• [Page extract]
Innovation In The Age Of Individual Empowerment

We are living in the age of individual empowerment. The innovations that catch on the fastest and have the greatest social and cultural impact will be those that take this for granted. The mobile phone and Facebook are the most prominent innovations that illustrate this concept.

The upsurge in social activism and political protest we now see worldwide is directly a consequence of recent innovation. Facebook, Twitter and YouTube, accessed primarily via mobile devices, are the tools that have helped dissatisfied youth precipitate revolts and eventually revolutions in several countries since the beginning of 2011.

When Mark Zuckerberg was sitting in his dorm room at Harvard in the winter of 2003-2004, he was thinking about major shifts in social behavior he believed were taking place, driven by the Internet. The two major trends. He saw were that transparency was growing and that people were sharing more information with one another. He proceeded to invent Facebook specifically and consciously to take account of those trends, assuming that the product that would most succeed at colleges (the only market he targeted then) would be one that presumed these trends.

He may not have consciously thought about what would happen once Facebook became widely adopted by young people around the world. But the upsurge in Tunisia and Egypt as well as many other countries this year did not surprise him. He knew that an innovation that helped people share information more freely – that was essentially a new form of communication – would have political as well as social ramifications.

• [Challenge 1]
In the essay on innovation and individual empowerment, reproduce the passage starting with "Innovation In The" and going on through "illustrate this concept.", replacing "mobile phone" with "smartphone".
• [Challenge 2]
According to the essay on innovation and individual empowerment, what was the only market Mark Zuckerberg targeted when he invented Facebook?
The listing that comes next is separate material, unrelated to the essay on innovation and individual empowerment.

• [Supplied material]
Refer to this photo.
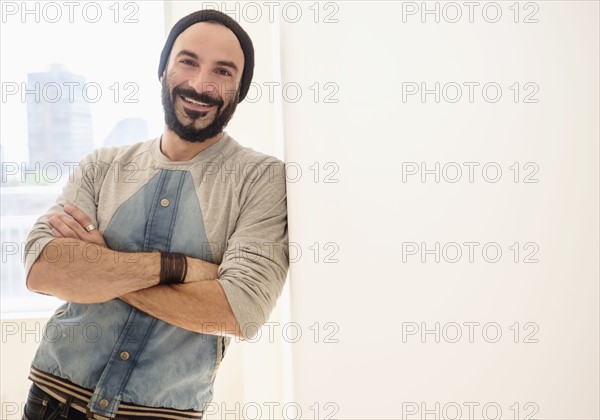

• [Exercise solution 1]
Innovation In The Age Of Individual Empowerment

We are living in the age of individual empowerment. The innovations that catch on the fastest and have the greatest social and cultural impact will be those that take this for granted. The smartphone and Facebook are the most prominent innovations that illustrate this concept.

• [Exercise solution 2]
Colleges.